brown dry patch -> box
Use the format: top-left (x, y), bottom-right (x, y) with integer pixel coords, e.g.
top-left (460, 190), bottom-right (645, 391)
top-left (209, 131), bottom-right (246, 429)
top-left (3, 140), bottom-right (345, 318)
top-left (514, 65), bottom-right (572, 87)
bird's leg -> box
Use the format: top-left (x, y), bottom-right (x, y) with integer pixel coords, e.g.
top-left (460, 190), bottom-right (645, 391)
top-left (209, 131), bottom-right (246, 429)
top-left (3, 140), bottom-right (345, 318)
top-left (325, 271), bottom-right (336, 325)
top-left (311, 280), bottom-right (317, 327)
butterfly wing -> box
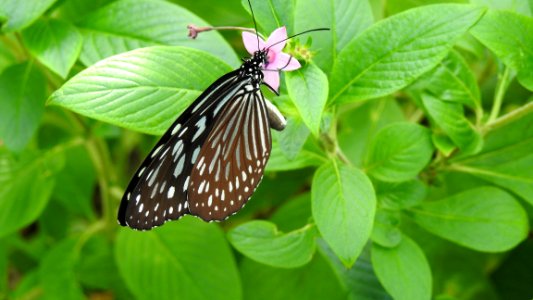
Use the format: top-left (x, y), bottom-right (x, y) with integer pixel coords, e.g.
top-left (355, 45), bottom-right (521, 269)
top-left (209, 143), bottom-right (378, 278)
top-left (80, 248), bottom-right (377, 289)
top-left (188, 84), bottom-right (271, 221)
top-left (118, 71), bottom-right (249, 230)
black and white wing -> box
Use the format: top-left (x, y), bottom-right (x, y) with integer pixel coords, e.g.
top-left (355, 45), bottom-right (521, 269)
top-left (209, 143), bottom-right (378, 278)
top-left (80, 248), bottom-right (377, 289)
top-left (188, 84), bottom-right (272, 221)
top-left (118, 71), bottom-right (249, 230)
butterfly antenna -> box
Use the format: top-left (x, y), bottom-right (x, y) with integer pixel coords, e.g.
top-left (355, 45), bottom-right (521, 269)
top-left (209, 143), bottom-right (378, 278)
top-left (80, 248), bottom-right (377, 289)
top-left (248, 0), bottom-right (260, 50)
top-left (266, 27), bottom-right (329, 49)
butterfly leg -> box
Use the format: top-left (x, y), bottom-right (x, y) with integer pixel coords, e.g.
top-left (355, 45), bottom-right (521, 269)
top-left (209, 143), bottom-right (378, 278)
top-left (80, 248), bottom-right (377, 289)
top-left (265, 99), bottom-right (287, 131)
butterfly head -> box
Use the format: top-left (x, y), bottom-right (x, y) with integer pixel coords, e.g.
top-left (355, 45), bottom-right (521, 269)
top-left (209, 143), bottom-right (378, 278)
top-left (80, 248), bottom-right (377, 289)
top-left (241, 50), bottom-right (268, 85)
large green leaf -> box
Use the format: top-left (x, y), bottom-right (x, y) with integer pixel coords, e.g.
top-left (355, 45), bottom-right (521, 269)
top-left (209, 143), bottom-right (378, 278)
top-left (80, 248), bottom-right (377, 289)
top-left (272, 116), bottom-right (310, 160)
top-left (420, 51), bottom-right (481, 110)
top-left (238, 255), bottom-right (346, 300)
top-left (0, 0), bottom-right (56, 32)
top-left (318, 240), bottom-right (391, 300)
top-left (337, 97), bottom-right (406, 167)
top-left (228, 221), bottom-right (315, 268)
top-left (294, 0), bottom-right (374, 72)
top-left (0, 62), bottom-right (46, 150)
top-left (375, 179), bottom-right (427, 209)
top-left (365, 123), bottom-right (433, 182)
top-left (286, 63), bottom-right (328, 136)
top-left (409, 186), bottom-right (528, 252)
top-left (421, 93), bottom-right (483, 154)
top-left (451, 103), bottom-right (533, 205)
top-left (0, 149), bottom-right (59, 237)
top-left (330, 4), bottom-right (483, 102)
top-left (266, 134), bottom-right (325, 171)
top-left (115, 217), bottom-right (241, 300)
top-left (472, 11), bottom-right (533, 90)
top-left (311, 161), bottom-right (376, 267)
top-left (79, 0), bottom-right (238, 65)
top-left (39, 239), bottom-right (85, 300)
top-left (50, 46), bottom-right (230, 134)
top-left (22, 19), bottom-right (82, 78)
top-left (372, 236), bottom-right (432, 300)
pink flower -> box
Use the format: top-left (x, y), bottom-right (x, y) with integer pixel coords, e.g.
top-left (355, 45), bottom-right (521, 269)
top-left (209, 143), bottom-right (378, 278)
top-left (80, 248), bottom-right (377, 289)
top-left (242, 26), bottom-right (301, 91)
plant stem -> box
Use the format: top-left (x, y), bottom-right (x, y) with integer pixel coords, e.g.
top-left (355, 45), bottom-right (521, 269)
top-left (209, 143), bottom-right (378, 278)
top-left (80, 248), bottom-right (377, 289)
top-left (487, 67), bottom-right (509, 123)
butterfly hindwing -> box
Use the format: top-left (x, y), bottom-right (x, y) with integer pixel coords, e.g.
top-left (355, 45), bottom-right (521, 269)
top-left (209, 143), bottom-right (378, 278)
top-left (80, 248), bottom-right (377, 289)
top-left (188, 84), bottom-right (271, 221)
top-left (118, 71), bottom-right (246, 229)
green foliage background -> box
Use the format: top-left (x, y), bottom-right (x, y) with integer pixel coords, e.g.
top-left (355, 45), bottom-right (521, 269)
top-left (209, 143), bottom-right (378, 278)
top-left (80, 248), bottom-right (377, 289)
top-left (0, 0), bottom-right (533, 300)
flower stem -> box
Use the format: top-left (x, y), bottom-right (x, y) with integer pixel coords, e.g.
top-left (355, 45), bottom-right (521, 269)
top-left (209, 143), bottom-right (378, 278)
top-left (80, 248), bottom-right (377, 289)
top-left (187, 24), bottom-right (264, 39)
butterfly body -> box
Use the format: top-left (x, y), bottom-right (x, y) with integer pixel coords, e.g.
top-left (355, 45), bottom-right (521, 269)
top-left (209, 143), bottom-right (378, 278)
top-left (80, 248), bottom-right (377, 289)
top-left (118, 50), bottom-right (285, 230)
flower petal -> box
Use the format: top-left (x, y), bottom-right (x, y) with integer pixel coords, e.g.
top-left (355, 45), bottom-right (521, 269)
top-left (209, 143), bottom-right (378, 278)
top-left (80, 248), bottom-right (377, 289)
top-left (266, 26), bottom-right (287, 53)
top-left (242, 31), bottom-right (266, 55)
top-left (263, 71), bottom-right (279, 91)
top-left (268, 53), bottom-right (302, 71)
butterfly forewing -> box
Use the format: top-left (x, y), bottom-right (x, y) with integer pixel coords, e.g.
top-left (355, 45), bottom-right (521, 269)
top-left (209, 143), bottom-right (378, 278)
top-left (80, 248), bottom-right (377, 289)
top-left (188, 84), bottom-right (271, 221)
top-left (118, 71), bottom-right (247, 229)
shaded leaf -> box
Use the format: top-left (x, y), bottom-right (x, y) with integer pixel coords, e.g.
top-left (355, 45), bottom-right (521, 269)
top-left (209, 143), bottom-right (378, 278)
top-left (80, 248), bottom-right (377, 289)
top-left (240, 251), bottom-right (346, 300)
top-left (79, 0), bottom-right (238, 65)
top-left (451, 103), bottom-right (533, 204)
top-left (294, 0), bottom-right (374, 72)
top-left (115, 217), bottom-right (241, 299)
top-left (421, 93), bottom-right (483, 155)
top-left (330, 4), bottom-right (483, 102)
top-left (286, 63), bottom-right (328, 136)
top-left (0, 63), bottom-right (46, 151)
top-left (372, 236), bottom-right (432, 300)
top-left (311, 162), bottom-right (376, 267)
top-left (365, 123), bottom-right (433, 182)
top-left (22, 19), bottom-right (82, 78)
top-left (49, 46), bottom-right (230, 134)
top-left (471, 10), bottom-right (533, 91)
top-left (409, 186), bottom-right (528, 252)
top-left (0, 0), bottom-right (56, 32)
top-left (228, 221), bottom-right (315, 268)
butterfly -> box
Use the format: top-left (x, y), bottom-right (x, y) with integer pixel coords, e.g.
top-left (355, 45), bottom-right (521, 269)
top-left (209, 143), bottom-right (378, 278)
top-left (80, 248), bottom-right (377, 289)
top-left (118, 0), bottom-right (323, 230)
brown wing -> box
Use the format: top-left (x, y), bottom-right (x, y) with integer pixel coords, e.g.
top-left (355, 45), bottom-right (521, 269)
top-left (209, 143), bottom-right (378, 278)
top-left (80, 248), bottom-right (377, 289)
top-left (188, 85), bottom-right (272, 221)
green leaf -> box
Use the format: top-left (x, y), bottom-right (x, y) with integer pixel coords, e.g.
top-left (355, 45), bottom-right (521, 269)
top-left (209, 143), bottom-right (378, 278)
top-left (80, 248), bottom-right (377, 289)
top-left (450, 103), bottom-right (533, 205)
top-left (266, 135), bottom-right (325, 172)
top-left (272, 116), bottom-right (309, 160)
top-left (375, 179), bottom-right (427, 209)
top-left (79, 0), bottom-right (239, 65)
top-left (294, 0), bottom-right (374, 72)
top-left (372, 209), bottom-right (402, 248)
top-left (470, 0), bottom-right (533, 17)
top-left (365, 123), bottom-right (433, 182)
top-left (318, 240), bottom-right (391, 300)
top-left (311, 161), bottom-right (376, 267)
top-left (410, 186), bottom-right (528, 252)
top-left (53, 146), bottom-right (96, 220)
top-left (338, 98), bottom-right (406, 166)
top-left (330, 4), bottom-right (483, 102)
top-left (0, 0), bottom-right (56, 32)
top-left (0, 149), bottom-right (58, 237)
top-left (372, 236), bottom-right (432, 300)
top-left (115, 217), bottom-right (241, 300)
top-left (270, 193), bottom-right (311, 232)
top-left (50, 46), bottom-right (230, 134)
top-left (421, 93), bottom-right (483, 154)
top-left (238, 255), bottom-right (346, 300)
top-left (420, 51), bottom-right (481, 110)
top-left (0, 63), bottom-right (46, 151)
top-left (228, 221), bottom-right (315, 268)
top-left (22, 19), bottom-right (82, 78)
top-left (471, 11), bottom-right (533, 90)
top-left (286, 63), bottom-right (328, 136)
top-left (241, 0), bottom-right (295, 33)
top-left (39, 239), bottom-right (85, 299)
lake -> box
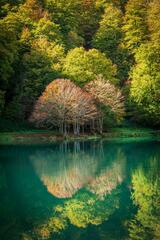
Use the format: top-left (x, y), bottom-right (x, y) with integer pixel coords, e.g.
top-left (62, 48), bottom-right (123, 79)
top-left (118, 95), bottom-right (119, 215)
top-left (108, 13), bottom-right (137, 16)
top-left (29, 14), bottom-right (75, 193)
top-left (0, 140), bottom-right (160, 240)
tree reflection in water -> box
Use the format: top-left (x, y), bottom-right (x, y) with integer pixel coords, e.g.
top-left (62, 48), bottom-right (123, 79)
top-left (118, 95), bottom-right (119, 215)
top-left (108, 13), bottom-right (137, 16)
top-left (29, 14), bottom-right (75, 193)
top-left (30, 141), bottom-right (125, 238)
top-left (0, 141), bottom-right (160, 240)
top-left (129, 157), bottom-right (160, 240)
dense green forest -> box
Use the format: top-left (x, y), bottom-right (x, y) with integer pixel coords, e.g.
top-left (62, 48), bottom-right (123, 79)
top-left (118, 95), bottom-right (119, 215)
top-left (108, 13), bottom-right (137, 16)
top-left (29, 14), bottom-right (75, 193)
top-left (0, 0), bottom-right (160, 134)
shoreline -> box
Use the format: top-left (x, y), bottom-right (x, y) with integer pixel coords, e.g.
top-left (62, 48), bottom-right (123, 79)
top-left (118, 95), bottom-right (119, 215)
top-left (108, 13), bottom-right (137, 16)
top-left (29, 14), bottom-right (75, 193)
top-left (0, 128), bottom-right (160, 145)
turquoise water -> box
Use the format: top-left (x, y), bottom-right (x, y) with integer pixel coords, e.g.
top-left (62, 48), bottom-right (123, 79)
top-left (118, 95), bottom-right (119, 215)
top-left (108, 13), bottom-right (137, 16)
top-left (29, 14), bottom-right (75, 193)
top-left (0, 140), bottom-right (160, 240)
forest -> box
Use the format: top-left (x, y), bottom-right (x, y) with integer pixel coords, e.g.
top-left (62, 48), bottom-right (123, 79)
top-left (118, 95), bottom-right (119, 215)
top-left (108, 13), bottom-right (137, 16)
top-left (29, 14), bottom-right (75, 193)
top-left (0, 0), bottom-right (160, 135)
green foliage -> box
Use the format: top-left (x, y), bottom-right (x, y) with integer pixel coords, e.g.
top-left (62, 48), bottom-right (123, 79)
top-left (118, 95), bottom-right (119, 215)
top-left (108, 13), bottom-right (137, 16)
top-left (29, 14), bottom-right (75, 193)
top-left (123, 0), bottom-right (149, 52)
top-left (130, 43), bottom-right (160, 125)
top-left (93, 4), bottom-right (131, 81)
top-left (7, 38), bottom-right (64, 119)
top-left (0, 20), bottom-right (18, 89)
top-left (147, 0), bottom-right (160, 44)
top-left (63, 47), bottom-right (117, 85)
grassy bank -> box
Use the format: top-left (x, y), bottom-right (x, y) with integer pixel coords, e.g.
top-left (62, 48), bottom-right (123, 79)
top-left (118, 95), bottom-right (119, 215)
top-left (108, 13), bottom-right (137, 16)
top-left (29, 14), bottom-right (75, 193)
top-left (0, 128), bottom-right (160, 145)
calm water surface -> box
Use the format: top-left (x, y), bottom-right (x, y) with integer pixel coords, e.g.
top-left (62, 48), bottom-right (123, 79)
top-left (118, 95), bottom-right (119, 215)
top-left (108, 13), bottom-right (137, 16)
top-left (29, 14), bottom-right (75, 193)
top-left (0, 141), bottom-right (160, 240)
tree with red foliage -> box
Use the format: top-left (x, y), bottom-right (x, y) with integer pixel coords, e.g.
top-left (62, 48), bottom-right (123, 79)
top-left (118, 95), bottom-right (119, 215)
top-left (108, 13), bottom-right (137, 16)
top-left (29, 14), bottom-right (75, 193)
top-left (30, 79), bottom-right (99, 135)
top-left (84, 76), bottom-right (125, 128)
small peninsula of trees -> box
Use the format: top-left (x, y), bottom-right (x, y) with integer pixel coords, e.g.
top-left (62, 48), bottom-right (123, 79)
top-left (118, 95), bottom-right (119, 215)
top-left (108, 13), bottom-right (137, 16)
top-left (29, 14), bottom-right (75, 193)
top-left (0, 0), bottom-right (160, 132)
top-left (30, 78), bottom-right (124, 135)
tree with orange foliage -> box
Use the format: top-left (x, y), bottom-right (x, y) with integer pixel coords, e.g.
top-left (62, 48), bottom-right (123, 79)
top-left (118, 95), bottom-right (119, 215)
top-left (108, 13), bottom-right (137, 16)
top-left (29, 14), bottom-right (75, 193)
top-left (30, 79), bottom-right (99, 135)
top-left (84, 76), bottom-right (125, 127)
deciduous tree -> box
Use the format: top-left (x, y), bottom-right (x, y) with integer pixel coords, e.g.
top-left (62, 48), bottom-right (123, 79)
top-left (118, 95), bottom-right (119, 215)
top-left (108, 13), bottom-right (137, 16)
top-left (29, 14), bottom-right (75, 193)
top-left (30, 79), bottom-right (98, 134)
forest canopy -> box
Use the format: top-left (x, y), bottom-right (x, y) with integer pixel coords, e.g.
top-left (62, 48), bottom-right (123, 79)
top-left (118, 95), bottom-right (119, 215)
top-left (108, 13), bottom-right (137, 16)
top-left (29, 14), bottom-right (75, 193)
top-left (0, 0), bottom-right (160, 133)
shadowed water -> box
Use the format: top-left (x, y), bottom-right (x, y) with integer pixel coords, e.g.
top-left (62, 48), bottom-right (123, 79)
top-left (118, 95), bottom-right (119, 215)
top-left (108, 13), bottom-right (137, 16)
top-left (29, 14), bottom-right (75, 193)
top-left (0, 140), bottom-right (160, 240)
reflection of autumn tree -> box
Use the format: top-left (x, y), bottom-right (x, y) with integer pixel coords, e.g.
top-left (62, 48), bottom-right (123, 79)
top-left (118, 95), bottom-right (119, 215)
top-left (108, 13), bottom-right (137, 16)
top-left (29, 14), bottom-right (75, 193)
top-left (129, 159), bottom-right (160, 240)
top-left (88, 152), bottom-right (124, 198)
top-left (32, 142), bottom-right (125, 198)
top-left (32, 143), bottom-right (97, 198)
top-left (87, 149), bottom-right (125, 198)
top-left (35, 189), bottom-right (119, 239)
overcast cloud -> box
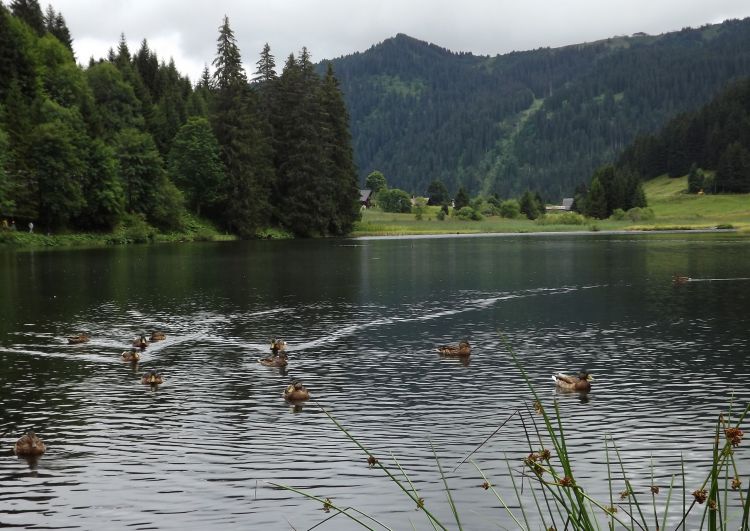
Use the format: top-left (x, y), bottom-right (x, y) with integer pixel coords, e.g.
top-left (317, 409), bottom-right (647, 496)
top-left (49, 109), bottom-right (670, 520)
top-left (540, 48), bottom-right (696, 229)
top-left (45, 0), bottom-right (750, 81)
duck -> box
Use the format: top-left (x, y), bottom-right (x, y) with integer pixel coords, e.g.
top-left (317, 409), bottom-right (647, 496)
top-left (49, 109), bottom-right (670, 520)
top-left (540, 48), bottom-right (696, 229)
top-left (552, 369), bottom-right (594, 392)
top-left (141, 369), bottom-right (164, 385)
top-left (437, 340), bottom-right (471, 356)
top-left (271, 338), bottom-right (286, 354)
top-left (13, 431), bottom-right (47, 457)
top-left (122, 348), bottom-right (141, 361)
top-left (258, 352), bottom-right (288, 367)
top-left (133, 334), bottom-right (148, 350)
top-left (68, 334), bottom-right (91, 345)
top-left (284, 380), bottom-right (310, 402)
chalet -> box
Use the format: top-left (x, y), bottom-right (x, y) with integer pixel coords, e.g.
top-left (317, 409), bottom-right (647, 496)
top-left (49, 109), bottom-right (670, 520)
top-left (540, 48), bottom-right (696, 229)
top-left (359, 190), bottom-right (372, 208)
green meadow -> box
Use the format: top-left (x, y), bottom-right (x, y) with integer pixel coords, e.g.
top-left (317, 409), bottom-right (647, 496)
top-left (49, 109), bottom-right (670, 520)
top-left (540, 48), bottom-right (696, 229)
top-left (352, 176), bottom-right (750, 237)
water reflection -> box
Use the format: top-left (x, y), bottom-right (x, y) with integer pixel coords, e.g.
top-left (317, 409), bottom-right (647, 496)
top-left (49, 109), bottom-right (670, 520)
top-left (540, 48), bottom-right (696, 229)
top-left (0, 235), bottom-right (750, 529)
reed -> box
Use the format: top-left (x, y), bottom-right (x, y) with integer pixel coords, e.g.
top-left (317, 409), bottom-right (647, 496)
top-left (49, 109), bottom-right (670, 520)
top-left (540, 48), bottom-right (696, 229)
top-left (272, 339), bottom-right (750, 531)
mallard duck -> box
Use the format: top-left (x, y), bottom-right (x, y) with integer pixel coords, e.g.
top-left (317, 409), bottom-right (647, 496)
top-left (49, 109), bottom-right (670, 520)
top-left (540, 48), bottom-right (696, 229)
top-left (258, 352), bottom-right (288, 367)
top-left (271, 338), bottom-right (286, 354)
top-left (68, 334), bottom-right (90, 345)
top-left (141, 369), bottom-right (164, 385)
top-left (122, 348), bottom-right (141, 361)
top-left (133, 334), bottom-right (148, 350)
top-left (13, 431), bottom-right (47, 457)
top-left (437, 341), bottom-right (471, 356)
top-left (552, 369), bottom-right (594, 391)
top-left (284, 380), bottom-right (310, 402)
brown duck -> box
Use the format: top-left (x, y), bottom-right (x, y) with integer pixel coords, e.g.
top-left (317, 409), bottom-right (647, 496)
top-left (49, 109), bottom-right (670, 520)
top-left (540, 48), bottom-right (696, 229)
top-left (437, 341), bottom-right (471, 356)
top-left (284, 380), bottom-right (310, 402)
top-left (552, 369), bottom-right (594, 392)
top-left (258, 352), bottom-right (288, 367)
top-left (13, 431), bottom-right (47, 457)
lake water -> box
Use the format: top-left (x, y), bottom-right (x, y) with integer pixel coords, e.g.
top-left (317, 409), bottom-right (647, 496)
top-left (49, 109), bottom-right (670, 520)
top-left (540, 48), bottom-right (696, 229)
top-left (0, 234), bottom-right (750, 530)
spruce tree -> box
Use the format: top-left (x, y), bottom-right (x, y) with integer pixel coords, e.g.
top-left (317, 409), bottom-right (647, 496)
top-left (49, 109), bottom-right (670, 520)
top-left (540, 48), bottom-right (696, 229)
top-left (211, 16), bottom-right (273, 237)
top-left (321, 63), bottom-right (359, 235)
top-left (10, 0), bottom-right (46, 37)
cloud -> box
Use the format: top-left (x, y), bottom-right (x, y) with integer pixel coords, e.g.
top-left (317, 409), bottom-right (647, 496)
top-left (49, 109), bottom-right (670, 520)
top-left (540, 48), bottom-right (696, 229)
top-left (51, 0), bottom-right (750, 80)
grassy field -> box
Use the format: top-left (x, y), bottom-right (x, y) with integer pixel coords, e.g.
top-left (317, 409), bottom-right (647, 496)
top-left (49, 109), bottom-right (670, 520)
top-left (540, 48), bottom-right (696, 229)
top-left (352, 177), bottom-right (750, 237)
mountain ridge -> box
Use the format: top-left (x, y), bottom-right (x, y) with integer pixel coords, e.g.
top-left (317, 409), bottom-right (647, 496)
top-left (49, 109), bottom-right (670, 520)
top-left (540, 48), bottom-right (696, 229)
top-left (330, 18), bottom-right (750, 200)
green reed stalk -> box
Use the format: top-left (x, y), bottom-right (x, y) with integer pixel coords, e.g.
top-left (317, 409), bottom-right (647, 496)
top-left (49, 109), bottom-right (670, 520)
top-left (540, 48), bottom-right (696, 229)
top-left (269, 483), bottom-right (393, 531)
top-left (470, 461), bottom-right (524, 530)
top-left (316, 404), bottom-right (447, 531)
top-left (430, 440), bottom-right (463, 531)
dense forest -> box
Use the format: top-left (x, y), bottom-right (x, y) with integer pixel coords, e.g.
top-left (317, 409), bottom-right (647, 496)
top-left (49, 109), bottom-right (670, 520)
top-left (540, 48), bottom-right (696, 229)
top-left (328, 19), bottom-right (750, 201)
top-left (615, 78), bottom-right (750, 193)
top-left (0, 0), bottom-right (359, 237)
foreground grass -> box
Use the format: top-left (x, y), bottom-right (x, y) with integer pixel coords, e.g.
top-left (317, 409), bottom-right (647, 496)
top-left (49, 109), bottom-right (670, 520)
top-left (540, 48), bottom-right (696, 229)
top-left (278, 344), bottom-right (750, 531)
top-left (352, 176), bottom-right (750, 237)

= = = = =

#### WORK TO DO
Please copy out the part of the material that opens with the line containing "butterfly hindwing -> box" and closes with the line containing "top-left (118, 50), bottom-right (285, 230)", swapping "foliage" for "leaf" and keeping everything else the same.

#### EXERCISE RESPONSE
butterfly hindwing -> box
Use the format: top-left (x, y), bottom-right (x, y) with integer pixel coords, e.g.
top-left (355, 45), bottom-right (521, 269)
top-left (209, 143), bottom-right (378, 278)
top-left (80, 248), bottom-right (377, 289)
top-left (188, 84), bottom-right (271, 221)
top-left (118, 71), bottom-right (246, 229)
green leaf background -> box
Use the format: top-left (x, y), bottom-right (x, y) with integer pixel coords, e.g.
top-left (355, 45), bottom-right (521, 269)
top-left (209, 143), bottom-right (378, 278)
top-left (80, 248), bottom-right (377, 289)
top-left (0, 0), bottom-right (533, 300)
flower stem -> box
Use the format: top-left (x, y), bottom-right (x, y) with integer pixel coords, e.g.
top-left (355, 45), bottom-right (521, 269)
top-left (209, 143), bottom-right (378, 278)
top-left (80, 248), bottom-right (377, 289)
top-left (187, 24), bottom-right (264, 39)
butterfly body -> box
Use the format: top-left (x, y), bottom-right (x, y) with integer pixel coords, e.g.
top-left (355, 45), bottom-right (521, 269)
top-left (209, 143), bottom-right (378, 278)
top-left (80, 248), bottom-right (377, 289)
top-left (118, 50), bottom-right (285, 230)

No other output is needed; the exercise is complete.